__Provided passage__
○ ○ ○ ○ ○
Should Polio Survivors Do Exercise for Strengthening?
A Bruno Byte
From Richard L. Bruno, HD, PhD
Director, International Centre for Polio Education
Question: In January I shoveled snow and my left leg became very weak. My knee buckled twice but I caught myself before I fell. I went to my doctor and he sent me right to physical therapy. In the first session I was on the treadmill for 10 minutes, on the bike for 5 and I did straight leg raises with weights around my ankles. I barely made it home, where I fell to the kitchen floor. My legs are even weaker now and they are always burning. Don’t polio survivors need exercise to make weak muscles stronger?
Dr. Bruno’s Response: Your body is answering that question for you, but let me tell you about the research regarding exercise and polio survivors. There have only been about half a dozen small studies that tested around 12 subjects each. And although 90% of the subjects were said to have “Post-Polio Syndrome” or reported new muscle weakness, their legs were much stronger than yours. Subjects were able to ride a bike for 5 minutes and then do straight leg raises multiple times with a weight attached to the ankles 2 to 4 times a week for from six weeks to two years -- something you couldn’t do one time. The studies tested polio survivors’ ability to strengthen their quadriceps muscle, the muscle in the front of your upper leg that allows you to kick your lower leg up while you’re sitting and to “lock” your knee when you're standing. The quadriceps is the muscle that gave out when you fell in the kitchen.
The studies differed in the way exercises were performed. Two studies asked polio survivors to limit the number of leg lifts if they felt fatigue, told them to rest between bouts of exercise and increased the amount of weight lifted only if there was no “excessive fatigue.” Other studies described their exercise regime as “high-intensity,” “heavy resistance,” or “aggressive.” Two studies required polio survivors do five minutes on an exercise bicycle before they did as many as 30 leg lifts three times each week. In the most aggressive study polio survivors did five minutes on the bicycle followed by a 60 minute exercise class twice a week for 5 months! A polio survivor who is able to do that kind of exercise clearly does not have PPS!
○ ○ ○ ○ ○
__Recorded information__
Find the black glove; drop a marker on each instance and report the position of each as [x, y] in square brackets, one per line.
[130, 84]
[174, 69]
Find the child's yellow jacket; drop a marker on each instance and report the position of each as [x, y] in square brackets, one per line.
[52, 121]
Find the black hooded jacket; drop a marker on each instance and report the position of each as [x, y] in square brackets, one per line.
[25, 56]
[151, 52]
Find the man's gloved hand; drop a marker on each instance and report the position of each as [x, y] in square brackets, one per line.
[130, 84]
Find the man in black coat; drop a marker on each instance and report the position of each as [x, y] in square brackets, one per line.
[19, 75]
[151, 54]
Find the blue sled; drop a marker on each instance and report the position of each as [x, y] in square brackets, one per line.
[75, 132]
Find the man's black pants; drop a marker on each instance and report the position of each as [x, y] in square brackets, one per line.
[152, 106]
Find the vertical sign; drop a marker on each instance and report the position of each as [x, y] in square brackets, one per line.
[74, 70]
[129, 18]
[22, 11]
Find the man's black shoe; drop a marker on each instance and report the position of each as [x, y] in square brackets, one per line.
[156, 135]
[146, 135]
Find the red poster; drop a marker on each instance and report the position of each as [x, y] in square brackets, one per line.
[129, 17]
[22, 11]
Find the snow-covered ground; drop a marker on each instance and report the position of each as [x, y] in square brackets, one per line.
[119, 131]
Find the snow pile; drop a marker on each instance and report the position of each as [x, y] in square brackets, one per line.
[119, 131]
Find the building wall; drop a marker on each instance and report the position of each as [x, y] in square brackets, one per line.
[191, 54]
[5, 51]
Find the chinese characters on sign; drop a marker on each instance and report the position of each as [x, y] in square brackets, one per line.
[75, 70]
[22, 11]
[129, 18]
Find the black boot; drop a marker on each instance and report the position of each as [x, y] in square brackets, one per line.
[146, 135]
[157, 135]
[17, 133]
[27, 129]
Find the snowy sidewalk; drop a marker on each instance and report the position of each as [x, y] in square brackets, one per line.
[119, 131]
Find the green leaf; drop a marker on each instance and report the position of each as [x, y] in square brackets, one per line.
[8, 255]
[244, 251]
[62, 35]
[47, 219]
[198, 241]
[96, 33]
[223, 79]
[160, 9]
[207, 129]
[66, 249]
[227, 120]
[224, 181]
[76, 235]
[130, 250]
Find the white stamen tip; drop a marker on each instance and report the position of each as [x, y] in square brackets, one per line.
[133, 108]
○ ○ ○ ○ ○
__Apply what you read__
A - From the polio exercise article, return everything from "A Bruno Byte" down to "weak muscles stronger?".
B - According to the polio exercise article, about how many subjects did each of the small studies test?

__Solutions by task__
A -
A Bruno Byte
From Richard L. Bruno, HD, PhD
Director, International Centre for Polio Education
Question: In January I shoveled snow and my left leg became very weak. My knee buckled twice but I caught myself before I fell. I went to my doctor and he sent me right to physical therapy. In the first session I was on the treadmill for 10 minutes, on the bike for 5 and I did straight leg raises with weights around my ankles. I barely made it home, where I fell to the kitchen floor. My legs are even weaker now and they are always burning. Don’t polio survivors need exercise to make weak muscles stronger?

B - Around 12 subjects each.